Reproduce exactly the lines beginning with the line that contains "Can you see the helicopter wheel?" and ending at the final line of the material below.

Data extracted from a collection
━━━━
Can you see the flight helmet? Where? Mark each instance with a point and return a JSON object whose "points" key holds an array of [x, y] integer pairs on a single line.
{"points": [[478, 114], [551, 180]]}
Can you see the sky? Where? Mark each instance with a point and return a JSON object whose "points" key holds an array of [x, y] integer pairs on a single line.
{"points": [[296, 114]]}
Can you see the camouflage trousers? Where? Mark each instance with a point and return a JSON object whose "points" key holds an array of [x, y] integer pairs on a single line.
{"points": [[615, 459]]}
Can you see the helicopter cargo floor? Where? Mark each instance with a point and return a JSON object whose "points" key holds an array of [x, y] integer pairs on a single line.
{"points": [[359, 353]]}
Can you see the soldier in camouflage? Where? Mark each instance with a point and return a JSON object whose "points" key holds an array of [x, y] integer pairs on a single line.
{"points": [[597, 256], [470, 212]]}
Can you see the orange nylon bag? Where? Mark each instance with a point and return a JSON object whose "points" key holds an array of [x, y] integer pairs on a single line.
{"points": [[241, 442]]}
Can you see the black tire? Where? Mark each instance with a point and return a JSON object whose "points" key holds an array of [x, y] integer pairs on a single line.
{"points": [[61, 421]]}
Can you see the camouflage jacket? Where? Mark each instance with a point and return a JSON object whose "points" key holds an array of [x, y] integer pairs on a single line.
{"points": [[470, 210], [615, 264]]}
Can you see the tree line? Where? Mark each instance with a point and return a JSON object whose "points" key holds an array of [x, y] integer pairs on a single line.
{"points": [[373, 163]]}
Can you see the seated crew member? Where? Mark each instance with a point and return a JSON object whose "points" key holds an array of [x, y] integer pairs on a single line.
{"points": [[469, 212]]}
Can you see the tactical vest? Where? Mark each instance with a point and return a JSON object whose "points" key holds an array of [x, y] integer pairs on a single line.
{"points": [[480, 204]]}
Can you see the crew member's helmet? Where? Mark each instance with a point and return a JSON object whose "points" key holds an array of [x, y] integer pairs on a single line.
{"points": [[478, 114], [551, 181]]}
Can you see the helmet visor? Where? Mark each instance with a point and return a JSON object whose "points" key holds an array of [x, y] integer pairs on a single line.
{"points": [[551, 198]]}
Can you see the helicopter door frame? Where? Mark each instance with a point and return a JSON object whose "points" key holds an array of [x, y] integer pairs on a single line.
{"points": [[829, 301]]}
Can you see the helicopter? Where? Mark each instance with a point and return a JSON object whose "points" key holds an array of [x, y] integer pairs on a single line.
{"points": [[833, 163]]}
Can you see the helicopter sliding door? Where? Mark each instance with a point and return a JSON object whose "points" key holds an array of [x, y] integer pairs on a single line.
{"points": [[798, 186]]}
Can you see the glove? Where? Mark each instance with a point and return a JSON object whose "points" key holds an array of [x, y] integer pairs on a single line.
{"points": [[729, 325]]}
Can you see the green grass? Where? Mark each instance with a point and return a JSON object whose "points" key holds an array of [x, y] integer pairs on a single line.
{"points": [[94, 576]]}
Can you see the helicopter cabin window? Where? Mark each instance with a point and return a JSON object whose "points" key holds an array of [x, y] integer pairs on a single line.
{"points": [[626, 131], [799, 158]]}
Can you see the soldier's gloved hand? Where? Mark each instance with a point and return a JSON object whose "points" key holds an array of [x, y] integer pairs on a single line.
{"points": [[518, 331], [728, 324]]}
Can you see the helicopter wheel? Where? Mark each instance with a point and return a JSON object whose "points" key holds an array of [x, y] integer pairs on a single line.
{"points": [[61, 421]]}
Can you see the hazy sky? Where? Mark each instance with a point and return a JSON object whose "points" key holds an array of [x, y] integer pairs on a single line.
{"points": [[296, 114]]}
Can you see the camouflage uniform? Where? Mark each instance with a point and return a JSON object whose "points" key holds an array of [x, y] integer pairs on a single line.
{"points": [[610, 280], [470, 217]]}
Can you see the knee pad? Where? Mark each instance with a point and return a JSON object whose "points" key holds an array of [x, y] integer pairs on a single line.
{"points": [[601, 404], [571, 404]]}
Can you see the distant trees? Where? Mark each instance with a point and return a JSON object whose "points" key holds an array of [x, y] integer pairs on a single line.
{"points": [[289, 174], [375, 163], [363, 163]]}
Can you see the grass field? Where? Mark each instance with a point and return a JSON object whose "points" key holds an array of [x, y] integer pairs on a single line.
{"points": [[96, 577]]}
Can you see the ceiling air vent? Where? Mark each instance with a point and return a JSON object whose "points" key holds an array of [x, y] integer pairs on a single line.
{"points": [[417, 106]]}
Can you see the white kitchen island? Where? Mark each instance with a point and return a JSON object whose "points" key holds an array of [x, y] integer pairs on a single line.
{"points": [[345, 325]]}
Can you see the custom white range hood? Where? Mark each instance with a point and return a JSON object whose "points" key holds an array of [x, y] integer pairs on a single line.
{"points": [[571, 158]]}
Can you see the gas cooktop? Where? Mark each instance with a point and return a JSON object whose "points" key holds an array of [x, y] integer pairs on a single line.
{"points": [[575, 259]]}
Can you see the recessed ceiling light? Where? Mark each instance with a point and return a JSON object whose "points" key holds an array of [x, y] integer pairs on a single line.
━━━━
▸ **The response**
Can you see the helicopter wheel? Where? Mark each instance with a point and return a JSON object whose "points" key holds an array of [x, y] integer pairs on a single line.
{"points": [[61, 421]]}
Can you see the hazy sky? Where? Mark each instance with a point and return a JSON object whose "points" key holds an array of [x, y] integer pairs on a single line.
{"points": [[296, 114]]}
Can you see the camouflage uniform? Where? Mark each instance with a point and return a JSON object whose "points" key holds an array of [x, y] integer pairs on a single line.
{"points": [[610, 280], [470, 217]]}
Can you see the knee pad? Where? Mark each instance with a point and return a JSON object whose "points" key holds an array of [x, y] integer pairs on a single line.
{"points": [[601, 404], [571, 404]]}
Can you see the distant trees? Where? Mark each instance with a point and return a JSON object whose "points" key holds an array of [x, y] integer pairs on a single line.
{"points": [[289, 174], [375, 163], [363, 163]]}
Can you see the grass field? Where? Mark each instance with a point and return a JSON object whose "points" key holds an array of [x, y] integer pairs on a single line.
{"points": [[96, 577]]}
Can you see the ceiling air vent? Where? Mark each instance with a point and return a JSON object whose "points" key holds an array of [x, y] integer pairs on a single line.
{"points": [[417, 106]]}
Can you see the white kitchen island? Where? Mark each instance with a point and return a JSON object whose "points" key holds an array of [x, y] integer pairs on a single line.
{"points": [[345, 325]]}
Can you see the custom white range hood? Where? Mark each instance with a point and return a JSON object whose "points" key holds an array of [x, y] integer pairs on a single line.
{"points": [[571, 158]]}
Can you see the gas cooktop? Where? Mark each instance with a point and return a JSON object whose "points" key holds an array of [x, y] integer pairs on a single line.
{"points": [[575, 259]]}
Can you see the recessed ceiling light? Where? Mark each instance with a point and return a JSON object whose "points" key holds an array of [x, y] integer pairs on a single line.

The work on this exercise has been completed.